__Testo fornito__:

Bello dialogare con Monica Bellucci, ma difficile incontrarla (a meno che non si sia un po’ gitani come lei), dati i continui spostamenti – iniziati nel 1997 al Mystfest di Cattolica con Dobermann di Jan Kounen – per multipli impegni: madrina (Cannes 2017, Prix Lumières 2018 a Parigi), giuria (Festival di Dinard 2018), masterclass (Taormina 2010), promozione di suoi film (Malena premiato al Festival di Cabourg 2001, I migliori anni della nostra vita quest’anno a Cannes, in uscita il 19 e adesso, a Venezia, l’«inversione integrale» di Irréversible).
Tra Gran Bretagna e Brasile, ha scelto la Francia come seconda patria. Perché?
Perché amo Parigi! Le mie figlie parlano cinque lingue: francese, italiano, spagnolo, portoghese, inglese. Ecco il vantaggio d’avere genitori nomadi! Ho sempre preferito portarle dappertutto facendo loro seguire la scuola nei nostri luoghi di lavoro, piuttosto che lasciarle crescere sole, lontano da noi.
Le mie scelte – cinema e Parigi – non hanno alcuna «radice» familiare: mio padre lavorava nei trasporti, mia madre era casalinga, tutta dedita a me, essendo figlia unica. Che lusso! Entrambi mi parlavano di cinema e fin da bimba ho cominciato a affezionarmi a attrici meravigliose, come Brigitte Bardot o Jeanne Moreau: attrici francesi che recitavano pure in film italiani! Anouk Aimée l’ho scoperta in Fellini. Una volta in Francia, le ho «riscoperte» nei film francesi.
La bellezza è stata il suo segno distintivo sin da ragazzina?
Ero soprattutto esageratamente timida, chiusa in me stessa. Avevo paura degli altri. Anche se in famiglia ero circondata da cugini e cugine, il mio problema non erano tanto gli apprezzamenti sul mio fisico, che avrebbero potuto azzerare tutto il resto, ma il fatto d’essere figlia unica. Dev’essere per questo che ho voluto aver due figlie.
Ai suoi cine-esordi, lo «status» di modella deve averle giocato contro, vero?
Sì: «Un’altra»?, era la prima reazione. Francis Ford Coppola fu tra i primi a ingaggiarmi, ma in un ruolo «fisico», senza parole, nel 1992, in Dracula di Bram Stoker. Un po’ nella mentalità: «Sois belle et tais-toi». L’età mi dà ora nuova forza. Che il film funzioni o no, sarà stato comunque una mia scelta. Più facile oggi che all’indomani delle passerelle di moda, quando si chiedevano che cosa mai avrei potuto apportare a un film.
La sua tenacia ha avuto la meglio: anche se, tra Cleopatra in «Astérix» e «Un été brûlant» di Philippe Garrel, c’è un bel salto.

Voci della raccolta
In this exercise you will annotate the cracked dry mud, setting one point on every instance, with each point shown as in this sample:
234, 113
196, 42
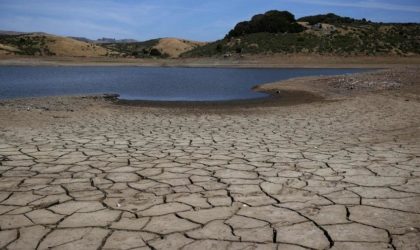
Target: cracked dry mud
339, 175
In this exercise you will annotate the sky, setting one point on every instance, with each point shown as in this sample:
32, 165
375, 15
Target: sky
190, 19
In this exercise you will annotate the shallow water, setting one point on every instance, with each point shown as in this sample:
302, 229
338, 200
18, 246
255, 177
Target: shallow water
146, 83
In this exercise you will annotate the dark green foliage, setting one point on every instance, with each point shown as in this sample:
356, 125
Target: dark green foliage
274, 32
272, 21
366, 40
331, 18
137, 49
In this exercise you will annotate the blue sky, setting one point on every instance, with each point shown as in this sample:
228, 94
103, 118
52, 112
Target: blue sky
191, 19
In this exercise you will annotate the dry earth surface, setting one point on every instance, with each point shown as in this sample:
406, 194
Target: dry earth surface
86, 173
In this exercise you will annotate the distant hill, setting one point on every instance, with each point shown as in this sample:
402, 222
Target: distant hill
41, 44
162, 47
330, 34
103, 40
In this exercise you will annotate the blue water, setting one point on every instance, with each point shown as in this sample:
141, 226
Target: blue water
144, 83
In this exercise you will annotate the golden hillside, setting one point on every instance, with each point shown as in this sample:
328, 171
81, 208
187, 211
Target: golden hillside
175, 47
48, 45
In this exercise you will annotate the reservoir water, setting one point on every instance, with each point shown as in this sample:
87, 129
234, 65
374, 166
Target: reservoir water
146, 83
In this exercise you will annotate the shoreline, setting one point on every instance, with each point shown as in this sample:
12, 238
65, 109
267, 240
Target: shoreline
348, 164
294, 91
248, 61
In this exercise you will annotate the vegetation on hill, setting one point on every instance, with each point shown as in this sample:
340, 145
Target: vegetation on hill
161, 48
323, 34
272, 22
331, 18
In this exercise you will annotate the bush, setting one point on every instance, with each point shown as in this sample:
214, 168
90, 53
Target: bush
272, 22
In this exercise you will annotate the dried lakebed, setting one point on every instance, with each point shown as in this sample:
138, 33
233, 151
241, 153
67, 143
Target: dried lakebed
89, 174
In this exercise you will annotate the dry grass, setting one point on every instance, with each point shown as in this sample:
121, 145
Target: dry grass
175, 47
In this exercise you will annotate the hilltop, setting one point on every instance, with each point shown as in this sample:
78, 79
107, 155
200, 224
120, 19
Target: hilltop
274, 32
162, 47
43, 44
277, 32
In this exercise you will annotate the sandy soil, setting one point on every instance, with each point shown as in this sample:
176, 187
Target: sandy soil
337, 173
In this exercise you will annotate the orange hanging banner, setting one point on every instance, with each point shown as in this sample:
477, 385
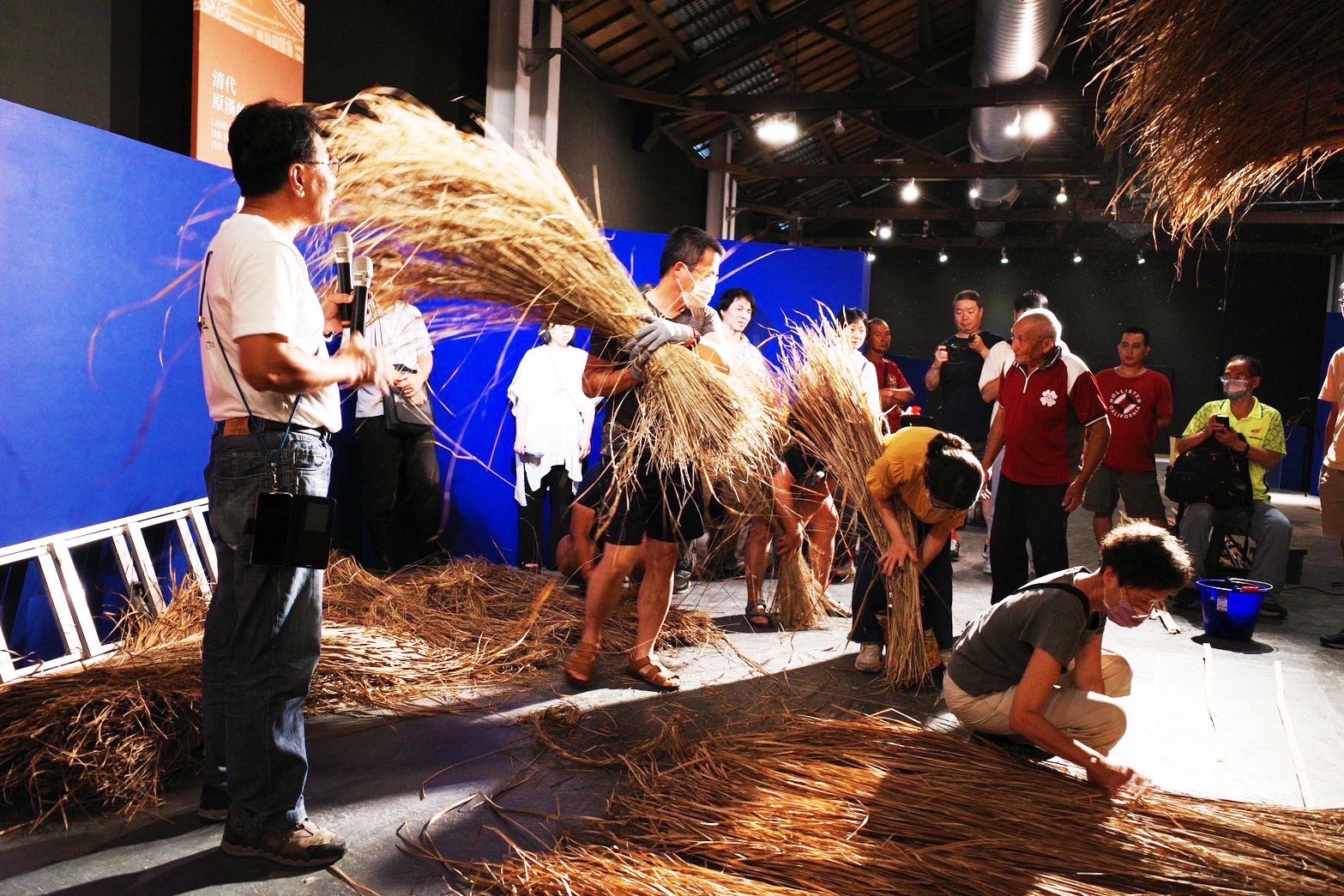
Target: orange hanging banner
244, 51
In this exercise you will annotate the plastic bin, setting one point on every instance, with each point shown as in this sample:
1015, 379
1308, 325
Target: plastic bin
1232, 606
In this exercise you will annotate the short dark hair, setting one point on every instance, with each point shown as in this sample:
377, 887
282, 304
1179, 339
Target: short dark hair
685, 244
265, 140
1145, 556
851, 315
1249, 362
1148, 340
1030, 300
952, 472
734, 294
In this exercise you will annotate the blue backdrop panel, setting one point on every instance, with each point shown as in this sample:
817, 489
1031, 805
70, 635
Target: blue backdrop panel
89, 223
472, 376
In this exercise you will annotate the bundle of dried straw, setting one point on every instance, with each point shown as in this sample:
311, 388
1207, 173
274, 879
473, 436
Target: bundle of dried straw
1225, 104
871, 805
472, 218
419, 642
834, 421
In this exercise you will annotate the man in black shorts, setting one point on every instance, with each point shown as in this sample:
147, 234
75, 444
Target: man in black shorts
654, 516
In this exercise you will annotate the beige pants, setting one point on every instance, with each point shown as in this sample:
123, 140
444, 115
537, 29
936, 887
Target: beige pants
1094, 719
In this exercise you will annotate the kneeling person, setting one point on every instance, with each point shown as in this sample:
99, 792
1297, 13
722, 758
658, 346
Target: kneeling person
1033, 664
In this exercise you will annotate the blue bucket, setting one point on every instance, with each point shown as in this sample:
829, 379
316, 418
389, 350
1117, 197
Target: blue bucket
1232, 606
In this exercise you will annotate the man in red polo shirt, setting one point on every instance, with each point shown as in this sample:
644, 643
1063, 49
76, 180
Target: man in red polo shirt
1040, 394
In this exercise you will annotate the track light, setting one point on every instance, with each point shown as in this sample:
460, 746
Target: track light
779, 130
1038, 123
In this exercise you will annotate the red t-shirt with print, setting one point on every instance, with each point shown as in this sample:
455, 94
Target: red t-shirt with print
1133, 403
1038, 409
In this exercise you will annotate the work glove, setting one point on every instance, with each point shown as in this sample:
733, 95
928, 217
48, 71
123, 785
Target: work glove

__Obiettivo indicato A__: Trascrivi dall'intervista il passo che va da "Le mie scelte" fino a "nei film francesi." compreso.
__Obiettivo indicato B__:
Rispondi a queste domande sull'intervista.
(i) Quante lingue parlano le figlie dell'attrice?
(ii) In quale settore lavorava suo padre?
(iii) In che anno e per quale film Francis Ford Coppola la ingaggiò?
Basati esclusivamente sull'intervista per rispondere.

__Risposta al compito A__:
Le mie scelte – cinema e Parigi – non hanno alcuna «radice» familiare: mio padre lavorava nei trasporti, mia madre era casalinga, tutta dedita a me, essendo figlia unica. Che lusso! Entrambi mi parlavano di cinema e fin da bimba ho cominciato a affezionarmi a attrici meravigliose, come Brigitte Bardot o Jeanne Moreau: attrici francesi che recitavano pure in film italiani! Anouk Aimée l’ho scoperta in Fellini. Una volta in Francia, le ho «riscoperte» nei film francesi.

__Risposta al compito B__:
(i) Cinque: francese, italiano, spagnolo, portoghese e inglese.
(ii) Nei trasporti.
(iii) Nel 1992, per Dracula di Bram Stoker.